**Exercise aim**: You are asked to copy the entire listing exactly, apart from its pictures.

=====

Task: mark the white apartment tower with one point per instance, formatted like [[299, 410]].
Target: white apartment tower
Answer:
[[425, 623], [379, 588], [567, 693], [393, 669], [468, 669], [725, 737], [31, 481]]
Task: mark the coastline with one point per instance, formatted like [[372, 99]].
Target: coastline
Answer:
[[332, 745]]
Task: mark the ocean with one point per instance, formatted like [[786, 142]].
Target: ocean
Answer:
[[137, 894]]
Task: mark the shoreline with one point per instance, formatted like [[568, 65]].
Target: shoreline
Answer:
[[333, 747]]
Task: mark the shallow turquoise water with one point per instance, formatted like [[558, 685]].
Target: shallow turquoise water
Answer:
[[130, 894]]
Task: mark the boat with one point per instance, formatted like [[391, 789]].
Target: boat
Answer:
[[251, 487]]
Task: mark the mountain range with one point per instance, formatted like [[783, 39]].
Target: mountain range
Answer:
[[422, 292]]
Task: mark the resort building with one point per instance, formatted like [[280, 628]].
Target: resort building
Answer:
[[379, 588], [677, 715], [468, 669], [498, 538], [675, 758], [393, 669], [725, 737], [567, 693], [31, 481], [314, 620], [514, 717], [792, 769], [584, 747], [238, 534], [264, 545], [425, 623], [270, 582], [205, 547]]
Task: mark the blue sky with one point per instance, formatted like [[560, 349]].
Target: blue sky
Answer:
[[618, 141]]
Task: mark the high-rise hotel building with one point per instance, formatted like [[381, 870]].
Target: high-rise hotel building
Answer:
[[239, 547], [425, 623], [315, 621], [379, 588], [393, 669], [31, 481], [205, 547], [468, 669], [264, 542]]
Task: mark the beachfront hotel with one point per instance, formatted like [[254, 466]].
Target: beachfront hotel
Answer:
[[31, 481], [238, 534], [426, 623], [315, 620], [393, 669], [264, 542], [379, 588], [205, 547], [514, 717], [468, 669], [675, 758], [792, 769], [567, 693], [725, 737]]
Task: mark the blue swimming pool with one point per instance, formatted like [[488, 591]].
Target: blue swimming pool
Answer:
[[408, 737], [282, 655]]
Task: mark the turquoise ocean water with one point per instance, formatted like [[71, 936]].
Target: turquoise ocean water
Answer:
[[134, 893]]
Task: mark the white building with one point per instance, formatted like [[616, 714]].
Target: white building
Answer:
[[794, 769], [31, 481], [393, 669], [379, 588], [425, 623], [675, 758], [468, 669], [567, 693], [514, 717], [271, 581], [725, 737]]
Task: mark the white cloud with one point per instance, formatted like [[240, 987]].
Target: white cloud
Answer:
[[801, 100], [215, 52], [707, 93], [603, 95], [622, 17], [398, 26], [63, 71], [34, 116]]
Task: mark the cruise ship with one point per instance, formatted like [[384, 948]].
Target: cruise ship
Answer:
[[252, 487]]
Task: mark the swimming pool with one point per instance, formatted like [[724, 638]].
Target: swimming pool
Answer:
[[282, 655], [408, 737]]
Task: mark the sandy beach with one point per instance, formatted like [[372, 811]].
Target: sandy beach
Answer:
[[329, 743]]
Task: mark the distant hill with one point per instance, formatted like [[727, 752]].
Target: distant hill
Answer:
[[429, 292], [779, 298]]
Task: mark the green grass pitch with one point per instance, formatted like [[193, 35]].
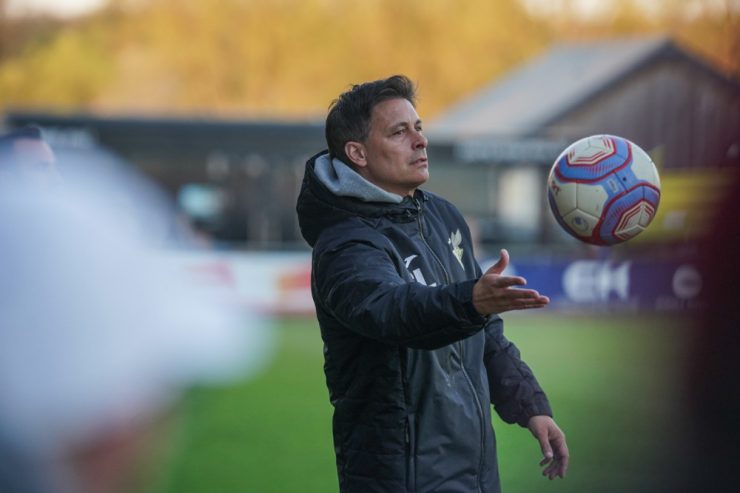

=====

**Response to the task**:
Task: mark the white apartment tower with one point per instance, formatted like [[299, 410]].
Target: white apartment tower
Answer:
[[425, 623], [379, 588], [567, 693], [393, 669], [468, 669], [725, 737], [31, 481]]
Task: mark the coastline with one point per instance, formatted like [[372, 99]].
Target: coastline
Answer:
[[332, 745]]
Task: mark the ocean with one point per instance, formatted like [[786, 142]].
Target: ocean
Answer:
[[137, 894]]
Task: mark the shoreline with one point per instance, formatted like [[568, 65]].
Target: shoreline
Answer:
[[333, 747]]
Task: mark the shallow turquoise water with one point per instance, formatted like [[558, 685]].
Target: shallow turquoise water
Answer:
[[130, 894]]
Task: mark the boat with one point per instance, formatted like [[391, 789]].
Target: boat
Answer:
[[251, 487]]
Task: mark the mountain range with one point per instance, formatted like [[783, 39]].
Target: mountain range
Answer:
[[422, 292]]
Task: mark the resort building with one point per instance, formatted like [[280, 628]].
Target: resort building
Answer:
[[379, 588], [677, 715], [468, 669], [498, 538], [675, 758], [393, 669], [725, 737], [567, 693], [31, 481], [314, 620], [514, 717], [792, 769], [584, 747], [238, 534], [264, 545], [425, 623], [270, 582], [205, 547]]
Task: mark the blue sky with one point per instance, formatted like [[560, 349]].
Target: blue sky
Answer:
[[618, 141]]
Task: mark the high-rise hotel building with one point per instance, formatted like [[381, 870]].
Target: high-rise hotel building
Answer:
[[239, 547], [425, 623], [315, 621], [379, 588], [393, 669], [31, 481], [205, 547], [468, 669], [264, 542]]
Task: mark the beachfront hotel with one point per instance, formatted like [[254, 466]].
Target: beachfront hotel
Answer:
[[31, 481], [238, 534], [426, 623], [315, 620], [393, 669], [264, 542], [379, 588], [205, 547], [514, 717], [468, 669], [675, 758], [792, 769], [567, 693], [725, 737]]
Task: mark the blue swimming pool with one point per instance, formatted like [[488, 591]].
Target: blue swimming pool
Answer:
[[408, 737], [282, 655]]
Task: mark the turquoise ocean water with one point per instance, formatted like [[71, 936]].
Target: turquoise ocean water
Answer:
[[134, 893]]
Task: mark the white building with one point per instance, formatted like [[616, 714]].
Target: white building
Answer:
[[794, 769], [31, 481], [393, 669], [379, 588], [425, 623], [675, 758], [468, 669], [567, 693], [514, 717], [271, 581], [725, 737]]
Task: mark the white cloud with one point per instance, formatted like [[240, 987]].
Target: white cloud
Answer:
[[801, 100], [215, 52], [707, 93], [603, 95], [622, 17], [398, 26], [63, 71], [34, 116]]
Task: mark the cruise ship with one point per instance, formatted like [[384, 948]].
Target: cruise ship
Answer:
[[252, 487]]
Task: mark the swimming pool with one point per instance, formatted like [[724, 638]].
Target: swimming pool
Answer:
[[282, 655], [408, 737]]
Task: mark the sandy beach with one point per instance, formatted like [[372, 811]].
Target: sandy beach
Answer:
[[329, 743]]
Task: mark the distant hill with one point per instance, formatted like [[727, 752]].
Target: distant hill
Answer:
[[429, 292], [779, 298]]
Task: mark the green grass pitch with one point per instance, formatted like [[193, 35]].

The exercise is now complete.